(Object pointing dataset rows)
****************
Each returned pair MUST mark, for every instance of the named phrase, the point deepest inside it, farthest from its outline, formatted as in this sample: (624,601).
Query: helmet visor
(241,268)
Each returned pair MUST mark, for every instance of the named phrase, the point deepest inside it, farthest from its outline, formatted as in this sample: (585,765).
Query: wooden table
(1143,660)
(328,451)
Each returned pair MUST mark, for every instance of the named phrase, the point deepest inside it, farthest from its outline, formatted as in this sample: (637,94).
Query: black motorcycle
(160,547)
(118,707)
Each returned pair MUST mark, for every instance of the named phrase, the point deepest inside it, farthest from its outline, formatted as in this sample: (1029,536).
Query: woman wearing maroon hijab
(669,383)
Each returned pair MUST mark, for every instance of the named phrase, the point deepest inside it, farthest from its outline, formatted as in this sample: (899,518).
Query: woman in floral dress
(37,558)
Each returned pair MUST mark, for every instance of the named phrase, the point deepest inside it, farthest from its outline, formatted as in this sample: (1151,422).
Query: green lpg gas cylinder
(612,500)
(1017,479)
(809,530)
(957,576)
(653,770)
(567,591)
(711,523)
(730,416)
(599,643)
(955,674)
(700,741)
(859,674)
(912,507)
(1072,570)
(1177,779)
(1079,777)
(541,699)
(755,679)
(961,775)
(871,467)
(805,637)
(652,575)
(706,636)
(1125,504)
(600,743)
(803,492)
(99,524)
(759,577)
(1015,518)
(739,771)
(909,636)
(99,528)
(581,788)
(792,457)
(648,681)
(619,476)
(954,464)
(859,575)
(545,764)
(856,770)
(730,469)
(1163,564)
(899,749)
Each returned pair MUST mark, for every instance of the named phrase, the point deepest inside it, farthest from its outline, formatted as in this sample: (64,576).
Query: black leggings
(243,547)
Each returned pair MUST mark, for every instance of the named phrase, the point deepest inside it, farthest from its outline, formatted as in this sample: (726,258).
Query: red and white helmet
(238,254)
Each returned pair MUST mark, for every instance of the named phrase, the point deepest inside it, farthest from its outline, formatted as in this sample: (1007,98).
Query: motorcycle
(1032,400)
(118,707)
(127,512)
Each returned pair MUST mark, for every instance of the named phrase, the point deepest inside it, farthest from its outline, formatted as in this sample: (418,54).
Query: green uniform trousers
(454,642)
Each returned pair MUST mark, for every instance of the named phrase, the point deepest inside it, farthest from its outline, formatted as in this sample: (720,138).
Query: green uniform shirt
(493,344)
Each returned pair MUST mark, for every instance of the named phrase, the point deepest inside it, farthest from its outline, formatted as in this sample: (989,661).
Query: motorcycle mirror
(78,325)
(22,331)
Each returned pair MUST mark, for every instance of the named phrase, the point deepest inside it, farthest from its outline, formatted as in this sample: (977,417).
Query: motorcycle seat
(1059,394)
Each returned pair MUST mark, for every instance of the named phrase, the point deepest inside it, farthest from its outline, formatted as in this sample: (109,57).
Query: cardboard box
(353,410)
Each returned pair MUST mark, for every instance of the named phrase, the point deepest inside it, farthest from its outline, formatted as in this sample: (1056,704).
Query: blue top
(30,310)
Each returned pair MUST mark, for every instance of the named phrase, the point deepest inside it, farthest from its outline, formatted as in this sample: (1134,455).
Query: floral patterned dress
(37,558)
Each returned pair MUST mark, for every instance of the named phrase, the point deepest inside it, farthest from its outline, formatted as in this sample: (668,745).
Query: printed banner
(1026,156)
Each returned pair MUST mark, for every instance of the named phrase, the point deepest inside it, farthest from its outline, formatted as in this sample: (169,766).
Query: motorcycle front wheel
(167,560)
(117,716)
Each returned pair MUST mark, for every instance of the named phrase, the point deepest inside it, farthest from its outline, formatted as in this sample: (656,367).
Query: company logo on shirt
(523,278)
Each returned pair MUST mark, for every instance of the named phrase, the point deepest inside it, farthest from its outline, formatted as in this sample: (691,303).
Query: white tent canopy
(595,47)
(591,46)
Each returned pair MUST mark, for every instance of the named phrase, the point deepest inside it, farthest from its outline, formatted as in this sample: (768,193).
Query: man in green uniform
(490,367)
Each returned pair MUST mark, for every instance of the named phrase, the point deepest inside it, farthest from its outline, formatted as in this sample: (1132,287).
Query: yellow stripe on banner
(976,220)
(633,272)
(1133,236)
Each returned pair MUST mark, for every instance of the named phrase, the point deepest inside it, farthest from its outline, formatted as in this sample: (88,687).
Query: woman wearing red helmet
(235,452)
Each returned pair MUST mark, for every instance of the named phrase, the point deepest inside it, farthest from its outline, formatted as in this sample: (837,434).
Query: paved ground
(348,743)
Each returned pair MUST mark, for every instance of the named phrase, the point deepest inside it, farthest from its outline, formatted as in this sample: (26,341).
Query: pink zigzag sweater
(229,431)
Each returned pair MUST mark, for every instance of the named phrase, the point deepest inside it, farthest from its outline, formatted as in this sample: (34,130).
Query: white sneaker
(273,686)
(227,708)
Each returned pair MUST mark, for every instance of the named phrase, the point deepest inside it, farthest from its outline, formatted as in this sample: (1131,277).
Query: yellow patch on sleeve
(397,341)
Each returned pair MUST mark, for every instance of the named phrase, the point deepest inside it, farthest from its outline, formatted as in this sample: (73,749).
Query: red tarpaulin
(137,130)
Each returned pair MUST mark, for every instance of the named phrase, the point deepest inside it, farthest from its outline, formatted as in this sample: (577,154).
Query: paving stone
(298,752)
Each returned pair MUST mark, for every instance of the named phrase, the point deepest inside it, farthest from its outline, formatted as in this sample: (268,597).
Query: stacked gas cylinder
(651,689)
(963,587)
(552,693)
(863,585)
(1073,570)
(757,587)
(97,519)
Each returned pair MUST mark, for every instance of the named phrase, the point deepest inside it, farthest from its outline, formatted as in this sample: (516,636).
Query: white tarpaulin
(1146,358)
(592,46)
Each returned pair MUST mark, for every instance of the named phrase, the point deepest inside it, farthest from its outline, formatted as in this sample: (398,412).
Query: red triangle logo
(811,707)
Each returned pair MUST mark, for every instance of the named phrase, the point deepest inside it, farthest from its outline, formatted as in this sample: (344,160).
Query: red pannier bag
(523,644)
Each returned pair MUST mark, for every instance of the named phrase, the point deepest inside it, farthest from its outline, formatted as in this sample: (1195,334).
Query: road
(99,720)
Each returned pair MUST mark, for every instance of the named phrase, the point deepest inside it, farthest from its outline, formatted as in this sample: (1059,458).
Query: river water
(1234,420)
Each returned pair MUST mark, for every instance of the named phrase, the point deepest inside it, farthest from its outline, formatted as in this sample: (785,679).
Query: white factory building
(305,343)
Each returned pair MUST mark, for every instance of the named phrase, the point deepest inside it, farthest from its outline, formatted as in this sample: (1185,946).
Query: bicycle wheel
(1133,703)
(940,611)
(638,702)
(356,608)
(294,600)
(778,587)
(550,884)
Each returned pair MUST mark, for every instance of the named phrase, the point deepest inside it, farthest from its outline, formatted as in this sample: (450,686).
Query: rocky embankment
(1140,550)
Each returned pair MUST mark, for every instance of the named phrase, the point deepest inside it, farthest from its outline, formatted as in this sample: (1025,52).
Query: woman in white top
****************
■ **YOUR GOAL**
Word for word, write out all of the data above.

■ **EXERCISE OUTPUT**
Each returned pair MUST mark, for every instance of the named phrase, the point deepest inside it, farthest from its outline, formatted as in this sample: (624,601).
Query: helmet visor
(241,268)
Each returned pair MUST mark, for every instance of the named phrase, the point deepest inside it, farthest from its outline, formatted as in this sample: (585,765).
Query: wooden table
(1143,660)
(328,451)
Each returned pair MUST mark, for every instance of the named phrase, the point deepest inside it, farthest from its outline, formatted as in this sample: (637,94).
Query: black motorcycle
(160,547)
(118,707)
Each returned pair MUST mark, for every instance of the named phrase, the point deepest inside it, farthest from its outline, formatted as in this sample: (1029,536).
Query: woman wearing maroon hijab
(669,383)
Each returned pair MUST mark, for every instance of the named phrase, the point deepest inside it, farthest from its outline, formatted as in this sample: (899,518).
Query: woman in floral dress
(37,558)
Each returned pair MUST mark, for every instance of the named phrase, the point deepest inside it, farthest from its outline, formatted as in this sample: (1151,422).
Query: green lpg gas cylinder
(612,500)
(1017,479)
(809,530)
(957,576)
(653,770)
(567,591)
(711,523)
(730,416)
(599,643)
(955,674)
(700,741)
(859,674)
(912,507)
(1072,570)
(1177,779)
(1079,777)
(541,699)
(755,679)
(961,775)
(871,467)
(805,637)
(652,575)
(706,636)
(1125,504)
(600,743)
(803,492)
(99,524)
(759,577)
(1015,518)
(739,771)
(909,636)
(99,528)
(581,788)
(792,457)
(648,681)
(619,476)
(954,464)
(859,575)
(545,764)
(856,770)
(730,469)
(1163,564)
(899,749)
Each returned pair MUST mark, for every instance of the named phrase, the point deepest inside it, farthest from its outline, formatted as in this sample: (64,576).
Query: black leggings
(243,547)
Each returned pair MUST mark, for every instance of the named phrase, the point deepest inside it, farthest from its outline, formatted as in this sample: (726,258).
Query: red and white helmet
(238,254)
Each returned pair MUST mark, for every instance of the named phrase, the point deepest inside it, farthest from its outline, formatted as in this sample: (1007,98).
Query: motorcycle
(1032,400)
(118,707)
(127,512)
Each returned pair MUST mark, for every instance of the named phrase, the point deepest inside it, farthest from its outline, formatted as in this sample: (418,54).
Query: green uniform trousers
(454,642)
Each returned pair MUST mark, for every instance of the named phrase, the point deepest inside it, farthest from its outline, formatted as in this sample: (720,138).
Query: green uniform shirt
(493,344)
Each returned pair MUST mark, for every instance of the named phrase, the point deepest inside it, farthest from its outline, formatted as in this sample: (989,661).
Query: motorcycle mirror
(78,325)
(22,331)
Each returned pair MUST mark, for every instance of the named phrase, the point deepest inside it, farthest from its outline, formatted as in this sample: (977,417).
Query: motorcycle seat
(1059,394)
Each returned pair MUST mark, for every instance of the named phrase, the point deepest inside it, farthest from its outline, formatted as in this sample: (109,57).
Query: cardboard box
(353,410)
Each returned pair MUST mark, for every instance of the named phrase, the point deepest inside it, farthest from its outline, formatted as in this sample: (1056,704).
Query: blue top
(30,310)
Each returned pair MUST mark, for every instance of the named phrase, the point deepest inside it, farthest from its outline, formatted as in this sample: (1134,455).
Query: floral patterned dress
(37,558)
Each returned pair MUST mark, for every instance of the named phrase, the point deepest inside it, farthest from its outline, formatted as in this sample: (668,745).
Query: printed banner
(1026,156)
Each returned pair MUST mark, for every instance of the named phrase, the point deepest inside it, farthest from its outline, formatted as in this sample: (169,766).
Query: motorcycle front wheel
(167,560)
(117,716)
Each returned pair MUST mark, for every instance of the named phrase, the point deepest inside it, farthest from its outline, formatted as in this sample: (656,367).
Query: company logo on shirt
(523,278)
Each returned pair MUST mark, for every instance of the named phrase, the point deepest inside it, farthest from its outline, formatted as in this sample: (691,303).
Query: white tent canopy
(595,47)
(591,46)
Each returned pair MUST mark, for every instance of the named phrase, the point deepest inside it, farthest from its outline, formatted as in this sample: (768,193).
Query: man in green uniform
(490,367)
Each returned pair MUST mark, for every instance of the named phrase, the point deepest inside it, farthest from its outline, formatted as in this sample: (1132,287).
Query: yellow stripe on banner
(976,220)
(633,272)
(1133,236)
Each returned pair MUST mark, for every instance of the named phrase, the point deepest inside it, farthest from its outline, formatted as in this sample: (88,687).
Query: woman wearing red helmet
(235,452)
Each returned pair MUST mark, for every instance of the named phrase, the point deepest inside it, farthest from its outline, formatted as in this sample: (837,434).
Query: paved ground
(348,743)
Each returned pair MUST mark, for every instance of the named phrase, the point deepest inside it, farthest from its outline, formatted as in this sample: (26,341).
Query: pink zigzag sweater
(229,431)
Each returned pair MUST mark, for every instance of the named phrase, the point deepest inside it, farthest from its outline, formatted as in this sample: (34,130).
Query: white sneaker
(273,686)
(227,708)
Each returned pair MUST mark, for every instance of the named phrase, the point deepest inside it, farthest from its outline, formatted as in this sample: (1131,277).
Query: yellow patch on sleeve
(397,341)
Each returned pair MUST mark, for every instance of the named phrase, the point deepest inside it, farthest from its outline, formatted as in this sample: (73,749).
Query: red tarpaulin
(137,130)
Each returned pair MUST mark, for every instance of the named phrase, the point deepest inside it, farthest from its outline, formatted as in this sample: (577,154).
Query: paving stone
(298,752)
Each returned pair MUST mark, for every instance of the named phrase, the point deepest inside it, farthest from its outline, formatted as in this sample: (268,597).
Query: stacked gas cylinder
(651,689)
(963,587)
(552,693)
(863,585)
(1073,570)
(757,587)
(97,519)
Each returned pair MUST mark, for every instance of the named phrase, the point deepest inside it, farthest from its outline, formatted as in this sample: (516,636).
Query: white tarpaulin
(1146,358)
(592,46)
Each returned pair MUST mark, for every instance of the named phrase, the point deepest inside it, farthest from its outline, formatted as in this sample: (398,412).
Query: red triangle logo
(811,707)
Each returned pair MUST mark, for every instance of the named phrase, the point deepest inside it, farthest from its outline, formatted as in this sample: (344,160).
Query: red pannier bag
(523,644)
Each returned pair MUST mark, for every instance of the named phrase, the point deepest inside it, farthest from its outline, formatted as in this sample: (1195,334).
Query: road
(99,720)
Each returned pair MUST mark, for every instance of the named phrase, the point deepest inside it, farthest from its outline, formatted as in this sample: (1059,458).
Query: river water
(1234,420)
Each returned pair MUST mark, for every instance of the named phrase, the point deepest inside it, farthest from its outline, formatted as in this sample: (785,679).
Query: white factory building
(305,343)
Each returned pair MUST mark, for every instance of the named phrase, the point deepest inside it, farthest from its outline, formatted as in this sample: (1185,946).
Query: bicycle wheel
(1133,703)
(940,611)
(638,702)
(356,608)
(294,600)
(778,587)
(550,884)
Each returned pair MUST mark, for every instance of the named phrase, the point deepest inside it, farthest from its outline, formatted as in this sample: (450,686).
Query: rocky embankment
(1140,550)
Each returned pair MUST mark, for every instance of the named phrase, the point deepest inside it, farthest from its outline, formatted as in this sample: (1025,52).
Query: woman in white top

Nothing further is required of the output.